**What needs to be done**
Copy word for word the stretch of the entries below from the line containing "Objective: one point per instance of the boy sitting" through the end of the entries.

**Task input**

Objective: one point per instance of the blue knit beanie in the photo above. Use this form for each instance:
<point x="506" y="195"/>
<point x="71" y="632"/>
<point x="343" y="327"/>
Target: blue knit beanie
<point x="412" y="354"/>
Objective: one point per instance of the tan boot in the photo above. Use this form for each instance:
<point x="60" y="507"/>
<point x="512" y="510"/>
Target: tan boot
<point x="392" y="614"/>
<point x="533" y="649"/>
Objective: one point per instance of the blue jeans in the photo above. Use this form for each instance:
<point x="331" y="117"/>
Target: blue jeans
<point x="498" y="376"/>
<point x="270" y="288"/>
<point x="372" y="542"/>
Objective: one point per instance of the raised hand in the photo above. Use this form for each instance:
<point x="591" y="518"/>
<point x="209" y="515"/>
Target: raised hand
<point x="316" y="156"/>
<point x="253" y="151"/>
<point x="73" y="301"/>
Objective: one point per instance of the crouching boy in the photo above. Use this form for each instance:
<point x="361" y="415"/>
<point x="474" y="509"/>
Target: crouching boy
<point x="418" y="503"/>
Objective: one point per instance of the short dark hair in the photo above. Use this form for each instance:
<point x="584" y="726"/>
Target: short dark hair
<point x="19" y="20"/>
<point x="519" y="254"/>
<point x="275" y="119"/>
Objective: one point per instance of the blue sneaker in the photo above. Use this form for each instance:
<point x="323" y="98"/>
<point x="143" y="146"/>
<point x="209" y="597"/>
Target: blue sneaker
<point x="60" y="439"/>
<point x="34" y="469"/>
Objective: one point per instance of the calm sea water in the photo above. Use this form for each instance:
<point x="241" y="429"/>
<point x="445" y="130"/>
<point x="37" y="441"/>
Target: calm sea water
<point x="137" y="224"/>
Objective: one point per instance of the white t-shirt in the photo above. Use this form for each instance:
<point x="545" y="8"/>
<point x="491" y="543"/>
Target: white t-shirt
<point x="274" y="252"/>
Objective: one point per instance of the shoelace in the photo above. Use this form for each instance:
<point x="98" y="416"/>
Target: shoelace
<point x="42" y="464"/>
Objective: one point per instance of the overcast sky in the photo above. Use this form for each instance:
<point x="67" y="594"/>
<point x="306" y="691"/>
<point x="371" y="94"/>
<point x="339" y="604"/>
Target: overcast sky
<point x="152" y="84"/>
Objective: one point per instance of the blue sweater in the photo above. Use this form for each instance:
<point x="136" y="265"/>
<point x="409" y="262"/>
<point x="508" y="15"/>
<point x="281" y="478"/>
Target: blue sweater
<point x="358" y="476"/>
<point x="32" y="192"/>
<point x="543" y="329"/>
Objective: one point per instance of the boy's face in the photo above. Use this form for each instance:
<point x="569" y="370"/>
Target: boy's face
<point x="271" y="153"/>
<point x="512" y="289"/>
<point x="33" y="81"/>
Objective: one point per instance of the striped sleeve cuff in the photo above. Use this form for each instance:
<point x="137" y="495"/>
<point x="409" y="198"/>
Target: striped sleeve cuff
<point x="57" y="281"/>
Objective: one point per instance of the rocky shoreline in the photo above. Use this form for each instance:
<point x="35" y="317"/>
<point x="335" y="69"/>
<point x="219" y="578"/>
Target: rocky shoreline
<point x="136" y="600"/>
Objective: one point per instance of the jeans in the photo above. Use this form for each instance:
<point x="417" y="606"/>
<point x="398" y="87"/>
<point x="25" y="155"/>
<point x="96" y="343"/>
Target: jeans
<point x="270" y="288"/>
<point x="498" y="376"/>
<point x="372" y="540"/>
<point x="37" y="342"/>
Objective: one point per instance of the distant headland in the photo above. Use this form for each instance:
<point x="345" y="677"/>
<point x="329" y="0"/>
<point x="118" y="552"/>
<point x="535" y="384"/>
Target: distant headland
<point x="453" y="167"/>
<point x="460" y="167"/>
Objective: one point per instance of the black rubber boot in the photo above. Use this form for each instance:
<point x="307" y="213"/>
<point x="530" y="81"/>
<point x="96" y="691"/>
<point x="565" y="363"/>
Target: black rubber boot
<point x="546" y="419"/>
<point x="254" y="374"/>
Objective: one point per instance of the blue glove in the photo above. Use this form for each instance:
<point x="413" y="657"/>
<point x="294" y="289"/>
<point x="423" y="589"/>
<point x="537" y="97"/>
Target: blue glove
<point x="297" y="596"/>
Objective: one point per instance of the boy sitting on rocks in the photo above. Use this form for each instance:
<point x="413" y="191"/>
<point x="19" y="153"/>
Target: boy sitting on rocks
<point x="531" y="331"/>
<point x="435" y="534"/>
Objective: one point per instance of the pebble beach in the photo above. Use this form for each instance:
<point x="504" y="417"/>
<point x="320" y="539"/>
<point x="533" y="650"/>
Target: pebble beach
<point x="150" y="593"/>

**Reply to the task**
Objective: one point per instance of the boy sitting on rocks in the photo above. Use this form for each instance:
<point x="413" y="191"/>
<point x="19" y="153"/>
Target: boy sitting on rocks
<point x="531" y="331"/>
<point x="435" y="534"/>
Objective: one point per instance of the pebble beach in the photo above. Use this form for each instance:
<point x="504" y="417"/>
<point x="320" y="539"/>
<point x="533" y="650"/>
Target: pebble beach
<point x="150" y="593"/>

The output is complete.